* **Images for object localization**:
[Start of Attachment]
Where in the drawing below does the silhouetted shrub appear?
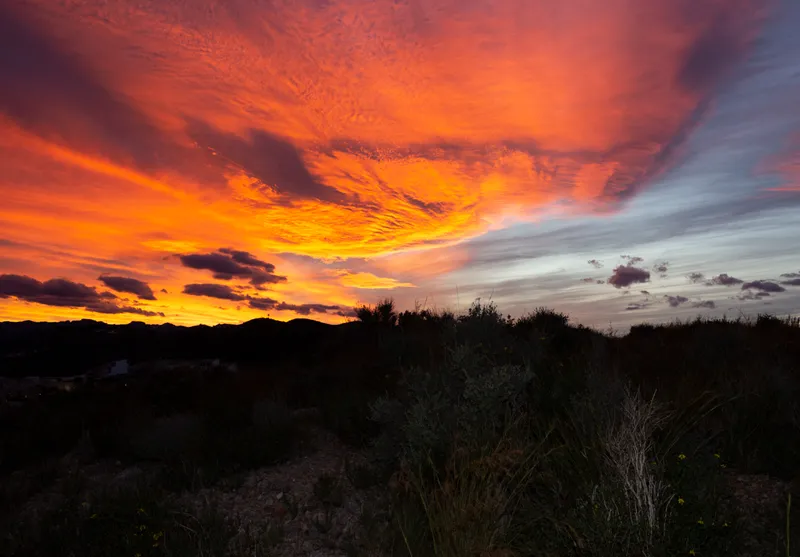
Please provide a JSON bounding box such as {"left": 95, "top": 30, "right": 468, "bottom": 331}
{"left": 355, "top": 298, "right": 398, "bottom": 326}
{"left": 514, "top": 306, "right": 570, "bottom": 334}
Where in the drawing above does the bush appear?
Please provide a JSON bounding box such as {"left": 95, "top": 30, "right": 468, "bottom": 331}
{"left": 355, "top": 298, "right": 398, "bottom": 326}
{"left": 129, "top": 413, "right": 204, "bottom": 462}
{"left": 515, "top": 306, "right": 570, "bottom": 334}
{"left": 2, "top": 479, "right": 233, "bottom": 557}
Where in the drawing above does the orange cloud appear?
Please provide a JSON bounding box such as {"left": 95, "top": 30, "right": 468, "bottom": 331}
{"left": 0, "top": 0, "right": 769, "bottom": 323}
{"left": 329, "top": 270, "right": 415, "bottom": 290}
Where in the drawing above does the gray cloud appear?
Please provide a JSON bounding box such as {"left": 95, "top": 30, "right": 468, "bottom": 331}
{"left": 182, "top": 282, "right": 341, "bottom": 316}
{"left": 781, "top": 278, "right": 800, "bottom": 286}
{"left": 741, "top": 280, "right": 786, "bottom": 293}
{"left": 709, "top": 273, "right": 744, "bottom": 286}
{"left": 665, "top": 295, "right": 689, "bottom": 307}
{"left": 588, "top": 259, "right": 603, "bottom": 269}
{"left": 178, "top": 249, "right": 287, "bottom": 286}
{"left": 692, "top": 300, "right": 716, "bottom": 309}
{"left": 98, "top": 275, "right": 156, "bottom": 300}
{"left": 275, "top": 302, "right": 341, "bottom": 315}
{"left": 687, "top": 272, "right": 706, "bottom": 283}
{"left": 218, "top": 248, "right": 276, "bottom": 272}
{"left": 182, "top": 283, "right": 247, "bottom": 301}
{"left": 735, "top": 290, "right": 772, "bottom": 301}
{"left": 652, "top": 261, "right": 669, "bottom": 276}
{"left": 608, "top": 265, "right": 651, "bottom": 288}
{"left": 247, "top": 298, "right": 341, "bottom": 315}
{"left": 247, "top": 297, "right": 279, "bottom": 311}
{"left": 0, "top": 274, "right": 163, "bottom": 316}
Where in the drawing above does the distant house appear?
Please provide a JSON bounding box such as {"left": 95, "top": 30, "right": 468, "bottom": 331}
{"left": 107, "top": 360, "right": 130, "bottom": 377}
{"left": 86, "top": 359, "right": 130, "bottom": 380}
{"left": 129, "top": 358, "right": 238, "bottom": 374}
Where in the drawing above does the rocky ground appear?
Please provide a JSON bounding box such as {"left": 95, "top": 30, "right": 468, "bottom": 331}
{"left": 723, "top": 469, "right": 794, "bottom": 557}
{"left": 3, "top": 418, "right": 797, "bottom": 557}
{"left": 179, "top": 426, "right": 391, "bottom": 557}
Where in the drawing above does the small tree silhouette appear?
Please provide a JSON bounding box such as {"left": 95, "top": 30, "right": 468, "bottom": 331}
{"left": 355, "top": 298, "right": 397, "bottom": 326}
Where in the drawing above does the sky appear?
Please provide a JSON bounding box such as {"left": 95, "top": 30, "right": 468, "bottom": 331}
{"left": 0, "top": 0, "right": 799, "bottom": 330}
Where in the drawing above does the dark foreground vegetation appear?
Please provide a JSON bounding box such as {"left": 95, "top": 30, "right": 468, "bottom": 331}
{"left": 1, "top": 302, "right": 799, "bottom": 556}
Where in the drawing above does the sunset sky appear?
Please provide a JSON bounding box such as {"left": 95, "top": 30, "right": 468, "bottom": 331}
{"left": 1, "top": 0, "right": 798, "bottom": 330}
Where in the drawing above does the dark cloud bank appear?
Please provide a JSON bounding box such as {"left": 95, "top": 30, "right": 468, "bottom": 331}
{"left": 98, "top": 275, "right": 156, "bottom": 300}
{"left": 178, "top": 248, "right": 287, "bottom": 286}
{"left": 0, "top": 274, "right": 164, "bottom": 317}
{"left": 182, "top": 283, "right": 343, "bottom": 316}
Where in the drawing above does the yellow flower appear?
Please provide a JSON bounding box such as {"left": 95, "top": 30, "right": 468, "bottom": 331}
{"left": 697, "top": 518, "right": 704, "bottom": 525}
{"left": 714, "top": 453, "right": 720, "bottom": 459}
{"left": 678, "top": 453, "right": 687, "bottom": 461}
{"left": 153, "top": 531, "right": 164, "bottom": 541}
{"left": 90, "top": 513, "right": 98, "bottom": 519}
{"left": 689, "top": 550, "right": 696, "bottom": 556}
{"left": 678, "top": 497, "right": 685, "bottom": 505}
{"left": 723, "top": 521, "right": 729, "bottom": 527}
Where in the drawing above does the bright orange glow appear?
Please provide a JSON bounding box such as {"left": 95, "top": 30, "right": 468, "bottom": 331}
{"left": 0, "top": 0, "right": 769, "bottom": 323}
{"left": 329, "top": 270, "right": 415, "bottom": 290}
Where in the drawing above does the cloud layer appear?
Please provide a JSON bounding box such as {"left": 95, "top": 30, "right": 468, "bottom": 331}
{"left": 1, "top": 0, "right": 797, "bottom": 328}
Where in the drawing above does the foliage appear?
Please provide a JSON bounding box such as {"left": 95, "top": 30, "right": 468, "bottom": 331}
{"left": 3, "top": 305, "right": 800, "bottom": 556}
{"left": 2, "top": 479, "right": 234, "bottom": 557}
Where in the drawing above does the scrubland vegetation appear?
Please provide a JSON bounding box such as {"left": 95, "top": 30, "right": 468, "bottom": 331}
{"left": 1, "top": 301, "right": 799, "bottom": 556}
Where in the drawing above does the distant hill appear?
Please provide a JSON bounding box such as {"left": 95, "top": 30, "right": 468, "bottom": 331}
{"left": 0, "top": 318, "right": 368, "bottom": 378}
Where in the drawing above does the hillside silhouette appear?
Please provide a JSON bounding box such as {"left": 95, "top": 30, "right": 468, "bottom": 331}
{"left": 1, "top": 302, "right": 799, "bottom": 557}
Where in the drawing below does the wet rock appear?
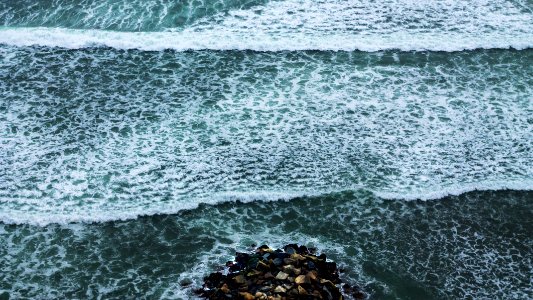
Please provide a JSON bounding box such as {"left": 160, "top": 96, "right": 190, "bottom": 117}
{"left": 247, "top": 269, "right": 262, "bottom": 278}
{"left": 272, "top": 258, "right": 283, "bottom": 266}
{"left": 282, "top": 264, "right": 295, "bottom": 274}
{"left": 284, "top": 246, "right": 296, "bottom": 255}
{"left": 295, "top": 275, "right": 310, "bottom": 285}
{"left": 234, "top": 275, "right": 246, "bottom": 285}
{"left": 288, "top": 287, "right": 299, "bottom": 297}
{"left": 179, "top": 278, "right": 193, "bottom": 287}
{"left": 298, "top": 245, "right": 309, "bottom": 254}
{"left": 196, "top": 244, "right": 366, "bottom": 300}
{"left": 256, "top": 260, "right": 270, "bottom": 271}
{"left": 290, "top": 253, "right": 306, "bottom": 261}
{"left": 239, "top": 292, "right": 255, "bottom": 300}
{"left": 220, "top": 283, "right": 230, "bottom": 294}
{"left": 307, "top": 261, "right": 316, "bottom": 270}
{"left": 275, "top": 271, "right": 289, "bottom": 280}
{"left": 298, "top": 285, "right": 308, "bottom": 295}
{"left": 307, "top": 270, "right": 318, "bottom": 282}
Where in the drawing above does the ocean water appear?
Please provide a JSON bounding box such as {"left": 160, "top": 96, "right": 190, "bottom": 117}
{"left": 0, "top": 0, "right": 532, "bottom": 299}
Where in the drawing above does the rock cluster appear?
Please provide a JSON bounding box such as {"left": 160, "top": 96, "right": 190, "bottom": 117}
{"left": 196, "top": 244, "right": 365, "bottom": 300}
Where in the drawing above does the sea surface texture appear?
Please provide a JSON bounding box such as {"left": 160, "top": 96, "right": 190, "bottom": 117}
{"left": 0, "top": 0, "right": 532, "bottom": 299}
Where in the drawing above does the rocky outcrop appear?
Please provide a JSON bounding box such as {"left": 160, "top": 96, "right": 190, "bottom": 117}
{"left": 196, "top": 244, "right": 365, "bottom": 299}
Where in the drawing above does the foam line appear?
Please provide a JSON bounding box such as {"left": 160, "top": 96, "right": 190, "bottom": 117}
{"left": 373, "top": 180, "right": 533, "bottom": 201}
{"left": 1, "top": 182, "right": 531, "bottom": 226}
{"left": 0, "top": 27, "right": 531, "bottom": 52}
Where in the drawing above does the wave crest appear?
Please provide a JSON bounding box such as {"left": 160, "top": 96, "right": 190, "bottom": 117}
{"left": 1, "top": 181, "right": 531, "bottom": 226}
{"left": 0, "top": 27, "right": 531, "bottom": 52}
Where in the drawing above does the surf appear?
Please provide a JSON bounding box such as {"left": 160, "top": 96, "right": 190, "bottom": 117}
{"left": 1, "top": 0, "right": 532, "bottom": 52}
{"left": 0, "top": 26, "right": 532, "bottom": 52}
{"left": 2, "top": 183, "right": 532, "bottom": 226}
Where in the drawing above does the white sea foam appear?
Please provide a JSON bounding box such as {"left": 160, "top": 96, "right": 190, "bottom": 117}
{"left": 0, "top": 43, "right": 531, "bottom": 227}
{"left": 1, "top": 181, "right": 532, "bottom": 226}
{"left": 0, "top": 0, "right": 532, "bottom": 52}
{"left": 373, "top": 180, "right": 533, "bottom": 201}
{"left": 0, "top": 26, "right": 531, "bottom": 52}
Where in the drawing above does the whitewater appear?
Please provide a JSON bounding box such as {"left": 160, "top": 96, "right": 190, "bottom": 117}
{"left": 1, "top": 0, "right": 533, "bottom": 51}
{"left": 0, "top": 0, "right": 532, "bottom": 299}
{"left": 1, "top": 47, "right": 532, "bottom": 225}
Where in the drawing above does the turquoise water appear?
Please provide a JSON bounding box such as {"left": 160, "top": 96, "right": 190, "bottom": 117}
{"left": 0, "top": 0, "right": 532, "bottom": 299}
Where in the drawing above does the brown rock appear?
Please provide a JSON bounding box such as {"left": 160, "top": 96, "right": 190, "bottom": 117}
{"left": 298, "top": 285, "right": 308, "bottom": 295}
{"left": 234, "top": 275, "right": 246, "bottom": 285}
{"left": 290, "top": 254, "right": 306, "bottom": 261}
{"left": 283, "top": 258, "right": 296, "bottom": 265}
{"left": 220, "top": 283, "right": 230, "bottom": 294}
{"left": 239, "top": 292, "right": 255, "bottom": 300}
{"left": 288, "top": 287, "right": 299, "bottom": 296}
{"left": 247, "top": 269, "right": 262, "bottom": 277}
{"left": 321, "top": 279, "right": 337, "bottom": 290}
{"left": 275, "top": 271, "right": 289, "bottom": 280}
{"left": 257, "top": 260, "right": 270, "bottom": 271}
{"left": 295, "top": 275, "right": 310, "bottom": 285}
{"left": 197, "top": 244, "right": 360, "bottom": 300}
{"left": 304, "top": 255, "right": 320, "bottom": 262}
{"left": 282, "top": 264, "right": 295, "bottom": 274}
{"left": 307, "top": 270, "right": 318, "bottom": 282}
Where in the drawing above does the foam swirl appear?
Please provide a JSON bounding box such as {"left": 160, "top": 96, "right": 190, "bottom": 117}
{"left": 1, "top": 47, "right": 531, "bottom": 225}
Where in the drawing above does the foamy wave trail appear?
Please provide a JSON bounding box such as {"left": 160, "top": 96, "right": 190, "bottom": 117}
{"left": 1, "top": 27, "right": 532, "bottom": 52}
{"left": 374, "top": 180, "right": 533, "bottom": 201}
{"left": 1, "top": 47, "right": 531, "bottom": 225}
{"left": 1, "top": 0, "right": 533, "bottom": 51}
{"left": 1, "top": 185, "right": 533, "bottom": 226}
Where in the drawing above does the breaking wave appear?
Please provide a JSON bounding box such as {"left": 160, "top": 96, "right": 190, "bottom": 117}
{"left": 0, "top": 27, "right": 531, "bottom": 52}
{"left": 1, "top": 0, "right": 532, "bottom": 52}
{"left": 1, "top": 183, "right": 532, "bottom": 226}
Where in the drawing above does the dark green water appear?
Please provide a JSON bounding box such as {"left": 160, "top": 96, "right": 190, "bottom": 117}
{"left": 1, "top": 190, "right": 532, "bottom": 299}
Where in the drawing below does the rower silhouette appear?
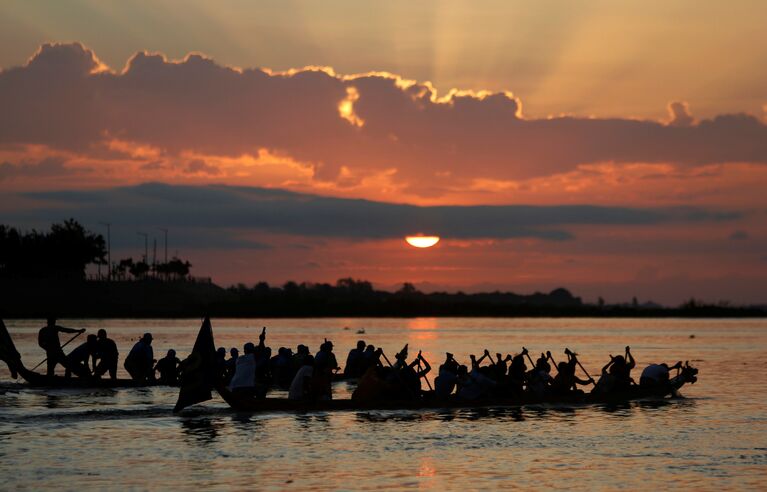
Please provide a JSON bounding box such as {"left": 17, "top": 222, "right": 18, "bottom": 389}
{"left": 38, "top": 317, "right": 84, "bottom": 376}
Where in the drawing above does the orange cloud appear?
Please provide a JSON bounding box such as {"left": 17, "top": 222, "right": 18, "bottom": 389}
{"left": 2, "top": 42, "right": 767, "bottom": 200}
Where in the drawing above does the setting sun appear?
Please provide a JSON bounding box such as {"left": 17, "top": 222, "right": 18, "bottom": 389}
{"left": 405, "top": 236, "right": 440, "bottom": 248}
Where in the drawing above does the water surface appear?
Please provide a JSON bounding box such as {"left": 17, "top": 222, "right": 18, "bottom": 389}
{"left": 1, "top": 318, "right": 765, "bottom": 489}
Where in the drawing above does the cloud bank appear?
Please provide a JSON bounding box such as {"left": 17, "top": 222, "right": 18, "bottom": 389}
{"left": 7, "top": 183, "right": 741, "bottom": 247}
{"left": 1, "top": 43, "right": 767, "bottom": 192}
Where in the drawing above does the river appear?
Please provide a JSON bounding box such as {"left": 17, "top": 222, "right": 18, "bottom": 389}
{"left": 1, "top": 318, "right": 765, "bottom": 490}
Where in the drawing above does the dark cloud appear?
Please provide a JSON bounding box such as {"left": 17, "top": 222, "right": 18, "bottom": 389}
[End of Attachment]
* **WORK ITEM**:
Reproduce the records word for word, please, from their first line up to and including the line that contains "Where in the drawing above does the bush", but no pictures.

* **TASK ANSWER**:
Where in the drawing below does the silhouetted shrub appear?
Please provide a JSON bounding box such as {"left": 95, "top": 30, "right": 468, "bottom": 331}
{"left": 355, "top": 298, "right": 398, "bottom": 326}
{"left": 514, "top": 306, "right": 570, "bottom": 334}
Where in the drawing above does the bush appear?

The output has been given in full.